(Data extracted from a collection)
##########

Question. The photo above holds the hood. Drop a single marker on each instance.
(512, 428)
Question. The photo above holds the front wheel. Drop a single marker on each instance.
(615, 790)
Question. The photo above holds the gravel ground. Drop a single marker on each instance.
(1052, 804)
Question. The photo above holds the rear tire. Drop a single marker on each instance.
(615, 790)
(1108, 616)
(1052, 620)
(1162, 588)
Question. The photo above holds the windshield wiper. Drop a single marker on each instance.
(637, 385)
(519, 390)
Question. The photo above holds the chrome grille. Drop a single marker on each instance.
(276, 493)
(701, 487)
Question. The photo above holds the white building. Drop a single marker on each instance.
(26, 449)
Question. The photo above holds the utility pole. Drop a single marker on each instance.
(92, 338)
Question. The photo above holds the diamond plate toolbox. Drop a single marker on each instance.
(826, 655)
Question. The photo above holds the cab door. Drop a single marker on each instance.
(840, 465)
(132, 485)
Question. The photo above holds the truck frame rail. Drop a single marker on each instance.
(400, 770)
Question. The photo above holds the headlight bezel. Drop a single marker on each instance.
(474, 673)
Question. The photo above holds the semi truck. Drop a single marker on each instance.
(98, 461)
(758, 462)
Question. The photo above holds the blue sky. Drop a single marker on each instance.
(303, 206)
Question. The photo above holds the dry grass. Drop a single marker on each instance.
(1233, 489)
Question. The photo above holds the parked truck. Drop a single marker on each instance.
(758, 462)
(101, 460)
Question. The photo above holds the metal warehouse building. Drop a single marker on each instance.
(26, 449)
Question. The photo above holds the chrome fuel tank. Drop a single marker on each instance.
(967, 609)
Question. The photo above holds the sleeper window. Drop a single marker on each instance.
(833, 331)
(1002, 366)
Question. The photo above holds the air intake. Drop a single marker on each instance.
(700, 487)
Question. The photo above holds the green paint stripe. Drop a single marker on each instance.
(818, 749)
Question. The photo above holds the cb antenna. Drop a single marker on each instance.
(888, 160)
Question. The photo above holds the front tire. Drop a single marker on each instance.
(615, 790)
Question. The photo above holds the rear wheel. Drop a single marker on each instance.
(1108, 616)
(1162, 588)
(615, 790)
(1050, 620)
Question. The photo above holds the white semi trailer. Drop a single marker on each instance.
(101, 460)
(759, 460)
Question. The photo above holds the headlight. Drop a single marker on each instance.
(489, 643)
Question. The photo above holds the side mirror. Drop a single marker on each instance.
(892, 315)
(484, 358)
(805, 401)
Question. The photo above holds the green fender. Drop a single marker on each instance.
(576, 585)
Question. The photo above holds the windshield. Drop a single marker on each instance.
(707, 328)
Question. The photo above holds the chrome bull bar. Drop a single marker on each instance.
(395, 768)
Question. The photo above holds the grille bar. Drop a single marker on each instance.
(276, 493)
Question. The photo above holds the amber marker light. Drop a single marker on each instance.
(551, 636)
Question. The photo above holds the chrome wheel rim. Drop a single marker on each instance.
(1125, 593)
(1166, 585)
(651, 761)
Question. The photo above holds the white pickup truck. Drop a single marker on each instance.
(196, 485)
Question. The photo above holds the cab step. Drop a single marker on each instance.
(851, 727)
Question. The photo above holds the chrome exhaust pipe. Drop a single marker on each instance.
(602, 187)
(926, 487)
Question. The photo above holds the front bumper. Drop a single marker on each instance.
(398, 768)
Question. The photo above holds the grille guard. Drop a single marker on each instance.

##########

▸ WORK REQUEST: Every record above must be repeated word for word.

▸ RESULT BELOW:
Question. The photo above holds the hood. Drop a single marker on each instance.
(512, 428)
Question. The photo above holds the front wheel. Drop a single marker on each instance.
(615, 790)
Question. The photo above holds the gravel ground. Drop a single marker on each instance.
(1052, 804)
Question. The photo above holds the rear tire. Drop a single marker on each instance.
(615, 790)
(1108, 616)
(1052, 620)
(1162, 588)
Question. The photo above holds the windshield wiper. Drop a single marker on each instance.
(637, 385)
(519, 390)
Question. The photo above holds the chrome grille. Drop a single marker on each instance.
(276, 493)
(701, 487)
Question. The photo above holds the white building. Drop a single marker on each instance.
(26, 449)
Question. The photo above holds the utility pole. Drop a single marker on each instance.
(92, 338)
Question. The photo above holds the diamond plate toolbox. Drop a single marker on each instance.
(826, 655)
Question. The photo above holds the cab door. Drop a single marker on each instance.
(840, 465)
(132, 485)
Question. The photo above holds the truck frame rail. Drop a single marker on each instance.
(400, 770)
Question. The photo above holds the headlight bezel. Drop a single marker on each instance.
(474, 673)
Question. The photo above holds the semi truck. Drop a single marker on each instance.
(98, 461)
(758, 462)
Question. The photo above holds the blue sky. Drop a single marker on each instance.
(303, 206)
Question. The photo above holds the dry grass. Drop a single marker on each instance.
(1233, 489)
Question. The photo above holds the parked truck. Drop a single marker on each instance.
(758, 462)
(101, 460)
Question. The photo above holds the metal warehouse building. Drop a single marker on each instance.
(26, 449)
Question. The photo above holds the chrome fuel tank. Drop a single marker on each instance.
(967, 609)
Question. The photo above holds the sleeper window. Drop a single marker on each instance.
(833, 331)
(1002, 366)
Question. The photo above holds the air intake. Drop a single marker on each instance.
(700, 487)
Question. The photo above holds the green paint stripe. Drop a single marker on each instance.
(818, 749)
Question. The photo above holds the cb antenna. Drop a single marker on each instance.
(888, 160)
Question. The photo above holds the front tire. Drop a single marker on each instance.
(615, 790)
Question. The photo above holds the rear wheel. Drop a single marker on each instance.
(1108, 616)
(1162, 588)
(615, 790)
(1050, 620)
Question. The photo above holds the white semi trailer. Drop a single marker on each instance.
(101, 460)
(759, 460)
Question. The photo above holds the headlight. Drop a single marker on each instance.
(489, 643)
Question. The photo above holds the side mirror. Drop a single marker on each instance.
(892, 315)
(484, 358)
(805, 401)
Question. The photo above holds the green fender. Drop a single marker on each instance.
(576, 585)
Question. The photo above holds the windshield. Drop a single marker on each instance.
(707, 328)
Question. The photo above holds the chrome bull bar. Drop a single marker on each instance.
(395, 768)
Question. The photo above holds the grille bar. Drop a single marker on each instance.
(276, 493)
Question. The photo above holds the amber marker light. Drop a single marker on each instance.
(551, 636)
Question. The photo above holds the chrome wheel rim. Drop a single marker on each instance.
(1125, 593)
(1166, 585)
(651, 761)
Question. The photo above holds the white pickup truck. Drop a single marker on each instance.
(196, 485)
Question. The photo above holds the cab step. Drop a single marker on each instance.
(851, 727)
Question. The photo above holds the chrome exhaust pipe. Drop a single marker on each instance.
(602, 187)
(926, 487)
Question. The photo above holds the front bumper. Drop a single marker on each instance.
(398, 768)
Question. The photo above holds the grille guard. Drop a single marker on each instance.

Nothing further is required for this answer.